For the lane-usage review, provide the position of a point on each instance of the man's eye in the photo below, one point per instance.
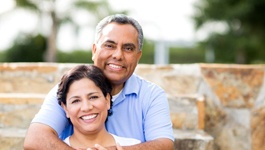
(129, 48)
(109, 45)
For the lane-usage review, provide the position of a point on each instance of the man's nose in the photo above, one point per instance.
(118, 54)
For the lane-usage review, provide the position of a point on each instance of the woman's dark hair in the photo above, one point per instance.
(84, 71)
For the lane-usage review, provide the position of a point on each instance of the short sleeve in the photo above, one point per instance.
(51, 113)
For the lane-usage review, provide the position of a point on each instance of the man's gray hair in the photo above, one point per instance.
(120, 19)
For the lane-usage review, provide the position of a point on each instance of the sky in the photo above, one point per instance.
(167, 20)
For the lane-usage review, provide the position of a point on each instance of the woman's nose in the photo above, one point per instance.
(87, 105)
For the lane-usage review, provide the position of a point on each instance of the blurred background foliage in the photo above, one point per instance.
(241, 42)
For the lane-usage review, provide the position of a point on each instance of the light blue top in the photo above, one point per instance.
(141, 111)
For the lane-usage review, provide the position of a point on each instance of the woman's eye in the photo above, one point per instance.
(75, 101)
(93, 97)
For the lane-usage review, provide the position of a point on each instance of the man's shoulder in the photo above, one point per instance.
(145, 82)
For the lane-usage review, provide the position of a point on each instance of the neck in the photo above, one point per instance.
(116, 88)
(85, 140)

### Your objective
Reproduce the listing above with "photo" swapped for "image" at every occurrence, leaving everything else unchanged and omitting the pictures.

### Solution to this task
For the lane-usage review, provide the position of a point on each instance of the man's eye in the image below, one point per instance.
(129, 48)
(109, 45)
For the lane-usage review, provide the position of a point on each instance of the man's nose in the image above, one point per instance.
(118, 54)
For the lane-usage review, provide the position of a point on each instance of the woman's dark hair in the image above, one point per instance.
(84, 71)
For the lane-usage review, provide the position of a point on each instance of the short sleeve in the image above, one point per instance.
(51, 113)
For the lane-usage review, provide the position of a point on each instance of the man's gray hair in the image above, one point per instance.
(120, 19)
For the lane-usage review, provide the position of a point on each instance of the sky in the image above, one point per instance.
(167, 20)
For the lane-usage review, provide the position of a point on each instance of the woman's nose in the image above, one point per instance.
(87, 105)
For the lane-usage review, provide the position of a point on each instance of the blurred background foliage in the image above, one point per instance.
(241, 42)
For the lane-usage review, provide the position of a point on each instance of the light blue top in the image above, one point per instance.
(141, 111)
For the lane-usage review, provide the position of a point on each instance of the woman's eye in the image above, one point per instance.
(75, 101)
(93, 97)
For the lane-usage review, provide the position of a point on each instance of the man's shoulder in the image above, one point per instance.
(145, 82)
For the lane-usage review, provide the position of a point on each instance of the neck in the image above, one point per instance.
(116, 88)
(85, 140)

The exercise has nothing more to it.